====== EXTRACTED ENTRIES

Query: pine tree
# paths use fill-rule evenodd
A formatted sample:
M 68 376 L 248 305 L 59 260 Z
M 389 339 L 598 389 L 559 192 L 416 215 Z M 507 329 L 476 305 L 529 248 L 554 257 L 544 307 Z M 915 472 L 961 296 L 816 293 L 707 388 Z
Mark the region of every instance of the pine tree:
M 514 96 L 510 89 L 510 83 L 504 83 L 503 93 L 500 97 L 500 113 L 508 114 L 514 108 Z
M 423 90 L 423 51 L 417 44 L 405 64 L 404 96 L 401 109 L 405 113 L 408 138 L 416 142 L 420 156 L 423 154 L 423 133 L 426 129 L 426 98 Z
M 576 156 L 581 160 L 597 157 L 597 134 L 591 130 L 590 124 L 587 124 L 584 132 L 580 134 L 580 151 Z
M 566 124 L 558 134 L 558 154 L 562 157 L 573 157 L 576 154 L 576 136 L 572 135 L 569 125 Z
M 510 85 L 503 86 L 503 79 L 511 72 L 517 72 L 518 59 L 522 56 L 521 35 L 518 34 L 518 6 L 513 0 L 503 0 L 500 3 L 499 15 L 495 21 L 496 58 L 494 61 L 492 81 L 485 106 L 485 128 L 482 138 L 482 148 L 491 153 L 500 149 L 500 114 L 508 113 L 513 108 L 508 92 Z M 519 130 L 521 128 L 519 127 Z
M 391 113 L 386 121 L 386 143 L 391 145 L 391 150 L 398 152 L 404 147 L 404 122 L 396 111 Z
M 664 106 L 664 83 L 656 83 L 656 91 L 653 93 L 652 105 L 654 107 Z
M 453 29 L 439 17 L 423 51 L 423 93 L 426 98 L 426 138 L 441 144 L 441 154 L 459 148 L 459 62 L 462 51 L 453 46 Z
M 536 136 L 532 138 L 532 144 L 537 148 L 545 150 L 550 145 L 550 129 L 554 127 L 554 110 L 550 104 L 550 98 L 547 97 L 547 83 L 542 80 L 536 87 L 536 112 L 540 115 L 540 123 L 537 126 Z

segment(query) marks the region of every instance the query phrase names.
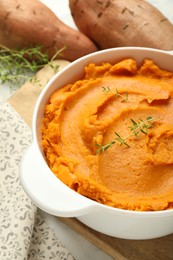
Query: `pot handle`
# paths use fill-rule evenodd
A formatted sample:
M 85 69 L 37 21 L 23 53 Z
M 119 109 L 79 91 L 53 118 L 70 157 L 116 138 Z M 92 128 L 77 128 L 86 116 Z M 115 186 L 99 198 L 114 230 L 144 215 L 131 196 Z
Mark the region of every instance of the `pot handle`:
M 96 210 L 97 203 L 62 183 L 50 170 L 33 143 L 20 167 L 23 189 L 43 211 L 60 217 L 78 217 Z

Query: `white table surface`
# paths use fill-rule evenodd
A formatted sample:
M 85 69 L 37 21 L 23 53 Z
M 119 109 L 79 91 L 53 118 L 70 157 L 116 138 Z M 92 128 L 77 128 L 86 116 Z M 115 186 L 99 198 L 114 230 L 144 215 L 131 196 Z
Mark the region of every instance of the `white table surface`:
M 41 0 L 46 4 L 64 23 L 76 28 L 70 15 L 68 0 Z M 173 0 L 148 0 L 157 7 L 172 23 L 173 23 Z M 164 37 L 164 36 L 163 36 Z M 7 85 L 0 86 L 0 97 L 6 100 L 16 89 L 11 90 Z M 106 255 L 100 249 L 89 243 L 85 238 L 81 237 L 69 227 L 41 210 L 40 214 L 44 217 L 46 223 L 54 231 L 55 235 L 62 241 L 67 249 L 77 260 L 110 260 L 110 256 Z

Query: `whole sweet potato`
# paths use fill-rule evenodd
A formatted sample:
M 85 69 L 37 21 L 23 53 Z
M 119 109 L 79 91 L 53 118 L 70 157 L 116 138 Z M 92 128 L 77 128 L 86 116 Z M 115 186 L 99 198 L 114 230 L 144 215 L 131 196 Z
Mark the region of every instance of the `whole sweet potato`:
M 50 57 L 66 45 L 62 58 L 69 61 L 97 50 L 87 36 L 65 25 L 38 0 L 0 0 L 0 44 L 42 45 Z
M 74 21 L 99 48 L 173 50 L 173 25 L 144 0 L 70 0 Z

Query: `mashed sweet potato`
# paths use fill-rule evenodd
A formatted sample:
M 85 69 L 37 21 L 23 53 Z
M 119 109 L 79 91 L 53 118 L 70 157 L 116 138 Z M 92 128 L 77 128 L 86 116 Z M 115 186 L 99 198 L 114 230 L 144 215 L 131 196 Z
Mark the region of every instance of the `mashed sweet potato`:
M 54 174 L 90 199 L 173 208 L 173 73 L 148 59 L 89 64 L 50 97 L 42 145 Z

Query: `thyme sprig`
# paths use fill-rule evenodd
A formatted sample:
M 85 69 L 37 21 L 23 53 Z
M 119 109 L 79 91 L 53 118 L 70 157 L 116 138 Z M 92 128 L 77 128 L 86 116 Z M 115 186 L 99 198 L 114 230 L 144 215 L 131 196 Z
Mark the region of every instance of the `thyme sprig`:
M 51 62 L 62 54 L 62 48 L 49 59 L 48 54 L 42 51 L 42 46 L 22 49 L 10 49 L 0 45 L 0 83 L 24 83 L 32 78 L 33 73 L 45 65 L 52 66 Z M 58 67 L 53 67 L 57 70 Z
M 138 122 L 131 119 L 132 126 L 128 127 L 130 129 L 130 134 L 125 137 L 121 137 L 120 134 L 115 132 L 115 139 L 113 141 L 111 141 L 105 145 L 97 144 L 97 146 L 99 148 L 97 149 L 96 154 L 99 154 L 100 152 L 104 153 L 108 148 L 110 148 L 115 143 L 119 144 L 120 146 L 125 145 L 127 147 L 130 147 L 130 145 L 127 143 L 126 140 L 129 139 L 129 137 L 131 137 L 133 135 L 135 137 L 138 137 L 139 133 L 147 135 L 149 129 L 154 127 L 153 122 L 155 120 L 156 120 L 156 118 L 153 118 L 152 116 L 148 116 L 146 118 L 146 120 L 139 119 Z

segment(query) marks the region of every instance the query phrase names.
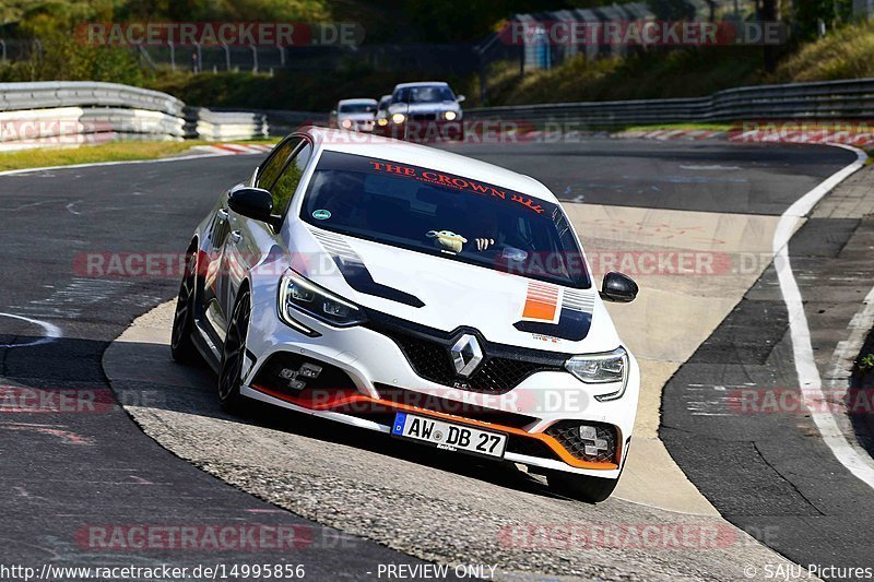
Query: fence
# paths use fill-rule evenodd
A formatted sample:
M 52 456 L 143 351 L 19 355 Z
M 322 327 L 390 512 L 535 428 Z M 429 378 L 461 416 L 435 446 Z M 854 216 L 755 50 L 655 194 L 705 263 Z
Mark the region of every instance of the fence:
M 157 91 L 115 83 L 0 83 L 0 149 L 113 139 L 208 141 L 264 138 L 267 117 L 189 108 Z
M 683 99 L 483 107 L 468 109 L 465 117 L 591 128 L 756 119 L 874 119 L 874 79 L 758 85 Z

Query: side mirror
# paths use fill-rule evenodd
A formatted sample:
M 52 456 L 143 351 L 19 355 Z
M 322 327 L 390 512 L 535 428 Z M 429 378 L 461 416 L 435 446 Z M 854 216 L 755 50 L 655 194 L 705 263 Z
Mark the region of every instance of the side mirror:
M 601 298 L 605 301 L 628 304 L 637 297 L 637 283 L 631 277 L 611 271 L 601 284 Z
M 227 207 L 247 218 L 273 224 L 273 197 L 262 188 L 239 187 L 231 190 Z

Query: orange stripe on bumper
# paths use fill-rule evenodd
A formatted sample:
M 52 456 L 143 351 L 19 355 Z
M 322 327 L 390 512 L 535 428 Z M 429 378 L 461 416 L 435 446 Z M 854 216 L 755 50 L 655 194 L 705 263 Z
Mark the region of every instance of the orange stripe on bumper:
M 268 388 L 262 388 L 262 387 L 259 387 L 259 385 L 252 385 L 252 389 L 255 389 L 255 390 L 257 390 L 259 392 L 262 392 L 262 393 L 264 393 L 264 394 L 267 394 L 269 396 L 273 396 L 274 399 L 279 399 L 281 401 L 284 401 L 284 402 L 287 402 L 287 403 L 291 403 L 291 404 L 295 404 L 297 406 L 300 406 L 300 407 L 304 407 L 304 408 L 308 408 L 308 409 L 311 409 L 311 411 L 339 412 L 340 414 L 347 414 L 345 412 L 339 411 L 339 408 L 343 408 L 344 406 L 349 406 L 351 404 L 364 403 L 364 404 L 373 405 L 374 408 L 371 408 L 371 409 L 374 412 L 380 411 L 381 408 L 379 408 L 379 407 L 385 407 L 385 412 L 403 411 L 403 412 L 409 412 L 409 413 L 414 413 L 414 414 L 421 414 L 423 416 L 430 416 L 430 417 L 434 417 L 434 418 L 440 418 L 442 420 L 449 420 L 449 421 L 452 421 L 452 423 L 459 423 L 459 424 L 462 424 L 462 425 L 474 426 L 474 427 L 485 428 L 485 429 L 489 429 L 489 430 L 499 430 L 501 432 L 516 435 L 518 437 L 525 437 L 525 438 L 529 438 L 529 439 L 536 439 L 536 440 L 542 441 L 550 449 L 552 449 L 553 452 L 555 452 L 555 454 L 557 454 L 558 458 L 562 461 L 564 461 L 565 463 L 567 463 L 568 465 L 570 465 L 572 467 L 591 468 L 591 470 L 598 470 L 598 471 L 611 471 L 611 470 L 618 468 L 618 465 L 616 463 L 593 463 L 591 461 L 582 461 L 580 459 L 577 459 L 576 456 L 574 456 L 569 452 L 567 452 L 567 449 L 562 447 L 562 443 L 559 443 L 556 439 L 554 439 L 553 437 L 551 437 L 548 435 L 544 435 L 542 432 L 534 432 L 534 433 L 525 432 L 521 428 L 516 428 L 516 427 L 510 427 L 510 426 L 505 426 L 505 425 L 498 425 L 498 424 L 493 424 L 493 423 L 484 423 L 482 420 L 475 420 L 473 418 L 465 418 L 463 416 L 456 416 L 456 415 L 452 415 L 452 414 L 440 413 L 440 412 L 436 412 L 436 411 L 426 411 L 424 408 L 418 408 L 417 406 L 411 406 L 409 404 L 402 404 L 402 403 L 399 403 L 399 402 L 392 402 L 392 401 L 382 400 L 382 399 L 374 399 L 374 397 L 370 397 L 370 396 L 367 396 L 367 395 L 361 394 L 361 393 L 355 393 L 355 394 L 349 394 L 349 393 L 342 394 L 341 393 L 341 394 L 338 395 L 336 399 L 328 400 L 326 402 L 312 402 L 311 400 L 308 400 L 308 399 L 295 397 L 295 396 L 292 396 L 291 394 L 283 394 L 282 392 L 276 392 L 274 390 L 270 390 Z M 366 416 L 366 415 L 364 415 L 364 416 Z M 617 452 L 617 455 L 618 455 L 618 453 L 622 453 L 622 441 L 617 442 L 616 447 L 617 447 L 616 452 Z

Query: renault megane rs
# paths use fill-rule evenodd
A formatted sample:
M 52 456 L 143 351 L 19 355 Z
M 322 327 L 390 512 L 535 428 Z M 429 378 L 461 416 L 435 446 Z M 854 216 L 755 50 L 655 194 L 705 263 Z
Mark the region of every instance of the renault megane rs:
M 218 400 L 255 399 L 606 499 L 640 384 L 558 200 L 457 154 L 307 128 L 224 192 L 187 252 L 173 328 Z M 427 449 L 423 449 L 427 454 Z

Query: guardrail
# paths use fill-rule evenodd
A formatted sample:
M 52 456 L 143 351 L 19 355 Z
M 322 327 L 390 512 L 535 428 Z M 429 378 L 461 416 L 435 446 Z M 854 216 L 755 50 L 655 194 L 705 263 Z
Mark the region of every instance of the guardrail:
M 468 109 L 466 119 L 616 127 L 763 119 L 872 119 L 874 79 L 730 88 L 709 97 L 560 103 Z
M 206 141 L 256 140 L 269 135 L 267 116 L 250 111 L 185 108 L 185 136 Z
M 191 108 L 172 95 L 117 83 L 0 83 L 0 150 L 110 139 L 265 138 L 267 117 Z

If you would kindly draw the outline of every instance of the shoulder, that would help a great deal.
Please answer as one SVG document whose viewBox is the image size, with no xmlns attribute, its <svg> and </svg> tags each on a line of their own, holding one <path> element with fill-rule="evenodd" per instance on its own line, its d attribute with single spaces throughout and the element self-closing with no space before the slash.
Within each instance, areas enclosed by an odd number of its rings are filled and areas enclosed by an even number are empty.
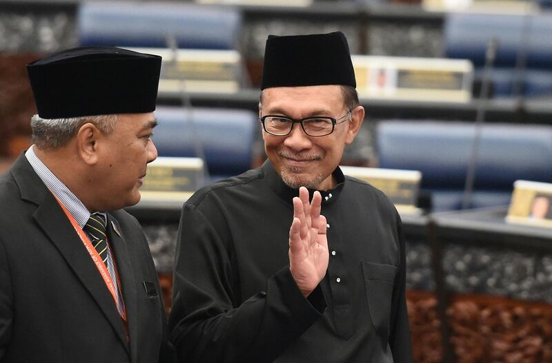
<svg viewBox="0 0 552 363">
<path fill-rule="evenodd" d="M 345 176 L 348 187 L 355 193 L 362 193 L 362 195 L 369 196 L 384 205 L 393 205 L 393 203 L 383 191 L 376 188 L 371 184 L 364 180 L 361 180 L 353 176 Z"/>
<path fill-rule="evenodd" d="M 258 186 L 258 183 L 263 179 L 263 176 L 261 169 L 257 168 L 217 181 L 198 189 L 184 205 L 197 207 L 202 204 L 220 198 L 232 198 L 233 196 L 248 193 Z"/>
<path fill-rule="evenodd" d="M 345 176 L 347 194 L 354 200 L 372 207 L 373 211 L 397 220 L 399 214 L 395 205 L 385 194 L 369 183 L 356 178 Z"/>
</svg>

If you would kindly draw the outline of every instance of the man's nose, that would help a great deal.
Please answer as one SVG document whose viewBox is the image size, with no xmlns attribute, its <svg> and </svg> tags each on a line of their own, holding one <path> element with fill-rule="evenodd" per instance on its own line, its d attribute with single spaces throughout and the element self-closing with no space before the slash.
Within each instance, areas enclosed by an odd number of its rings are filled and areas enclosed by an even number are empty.
<svg viewBox="0 0 552 363">
<path fill-rule="evenodd" d="M 312 145 L 310 138 L 308 135 L 305 134 L 301 125 L 299 123 L 293 124 L 290 132 L 286 140 L 284 141 L 284 145 L 293 150 L 302 150 L 304 149 L 308 149 Z"/>
<path fill-rule="evenodd" d="M 150 143 L 148 144 L 147 152 L 148 163 L 151 163 L 157 158 L 157 148 L 155 147 L 155 144 L 153 143 L 152 140 L 150 140 Z"/>
</svg>

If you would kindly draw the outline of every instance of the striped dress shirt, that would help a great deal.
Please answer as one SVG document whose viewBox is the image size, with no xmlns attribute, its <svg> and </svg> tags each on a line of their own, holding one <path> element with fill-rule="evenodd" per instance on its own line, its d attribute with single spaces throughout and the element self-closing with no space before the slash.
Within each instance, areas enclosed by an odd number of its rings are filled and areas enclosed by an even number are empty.
<svg viewBox="0 0 552 363">
<path fill-rule="evenodd" d="M 34 154 L 34 145 L 33 145 L 29 147 L 25 153 L 25 156 L 27 158 L 29 163 L 30 163 L 32 169 L 34 169 L 34 172 L 38 174 L 43 183 L 48 187 L 50 191 L 63 203 L 63 205 L 73 216 L 77 223 L 81 228 L 83 228 L 90 218 L 90 212 L 84 205 L 82 204 L 82 202 L 77 198 L 77 196 L 69 190 L 69 188 L 61 183 L 48 167 L 42 163 L 39 157 L 37 156 L 37 154 Z M 100 212 L 100 214 L 103 216 L 104 220 L 107 220 L 107 214 L 106 212 Z M 90 238 L 88 232 L 86 234 Z M 108 245 L 109 245 L 109 240 L 108 240 Z M 115 267 L 113 263 L 113 257 L 110 248 L 108 249 L 106 262 L 109 274 L 113 282 L 115 284 L 115 290 L 117 291 L 117 309 L 119 311 L 119 313 L 122 316 L 123 312 L 124 311 L 124 302 L 123 301 L 122 296 L 121 296 L 120 287 L 117 282 L 117 273 L 115 273 Z"/>
</svg>

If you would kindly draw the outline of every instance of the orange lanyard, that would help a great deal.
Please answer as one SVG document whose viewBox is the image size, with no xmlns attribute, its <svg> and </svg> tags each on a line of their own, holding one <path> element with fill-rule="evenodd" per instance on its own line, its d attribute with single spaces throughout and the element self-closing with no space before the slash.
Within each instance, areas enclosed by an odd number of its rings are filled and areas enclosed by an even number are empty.
<svg viewBox="0 0 552 363">
<path fill-rule="evenodd" d="M 77 222 L 77 220 L 75 220 L 75 218 L 72 216 L 72 215 L 69 212 L 69 211 L 67 210 L 67 208 L 66 208 L 65 205 L 63 205 L 63 203 L 62 203 L 57 196 L 54 196 L 56 198 L 57 203 L 59 203 L 61 209 L 63 209 L 65 215 L 67 216 L 67 218 L 69 219 L 69 221 L 71 222 L 73 228 L 75 228 L 75 231 L 76 231 L 79 235 L 79 237 L 81 238 L 83 245 L 84 245 L 84 247 L 86 248 L 86 251 L 88 251 L 88 253 L 92 258 L 92 260 L 96 265 L 96 268 L 98 269 L 100 275 L 101 275 L 102 278 L 103 278 L 103 282 L 106 283 L 106 286 L 108 287 L 109 292 L 111 293 L 111 295 L 113 297 L 113 301 L 115 301 L 115 306 L 117 306 L 119 303 L 117 300 L 117 287 L 113 282 L 113 279 L 111 278 L 111 275 L 109 274 L 109 271 L 108 271 L 106 265 L 103 263 L 103 260 L 99 256 L 99 254 L 98 253 L 98 251 L 96 251 L 96 249 L 94 248 L 94 246 L 92 245 L 88 236 L 86 236 L 86 234 L 82 230 L 82 228 L 81 228 L 81 226 L 79 226 L 79 223 Z M 108 244 L 108 246 L 109 246 Z M 115 261 L 113 261 L 113 263 L 115 264 Z M 115 268 L 117 286 L 121 286 L 121 282 L 119 280 L 119 273 L 117 273 L 116 265 L 115 266 Z M 123 314 L 121 315 L 121 318 L 125 321 L 125 322 L 126 322 L 126 308 L 124 307 L 124 305 L 123 305 L 122 310 Z"/>
</svg>

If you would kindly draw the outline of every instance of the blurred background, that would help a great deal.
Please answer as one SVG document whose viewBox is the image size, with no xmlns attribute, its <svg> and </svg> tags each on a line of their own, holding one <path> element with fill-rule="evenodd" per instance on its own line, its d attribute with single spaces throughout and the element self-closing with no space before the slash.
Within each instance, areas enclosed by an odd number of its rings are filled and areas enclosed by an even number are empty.
<svg viewBox="0 0 552 363">
<path fill-rule="evenodd" d="M 422 1 L 0 0 L 0 172 L 31 145 L 25 65 L 78 45 L 163 56 L 160 156 L 201 158 L 204 184 L 258 166 L 268 35 L 341 30 L 367 115 L 343 165 L 421 175 L 400 211 L 415 362 L 552 362 L 552 229 L 506 220 L 516 180 L 552 183 L 552 2 Z M 168 311 L 183 202 L 129 209 Z"/>
</svg>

============

• BRIEF: Give the lines between the one holding "Query: orange stripe on bumper" and the one holding "Mark the region of every instance of the orange", inclusive, as a Markdown table with a Row column for the row number and a Line column for the line, leaving out blank lines.

• EXPECTED ANSWER:
| Row | Line |
|---|---|
| 1 | Query: orange stripe on bumper |
| 2 | # paths use fill-rule evenodd |
| 3 | A formatted sample: |
| 4 | M 52 456 L 143 351 L 19 355 Z |
| 5 | M 322 327 L 390 512 L 535 428 Z M 429 378 L 461 416 L 435 446 Z M 854 216 L 755 50 L 655 194 L 705 263 Z |
| 6 | Mark the region of every instance of the orange stripe on bumper: |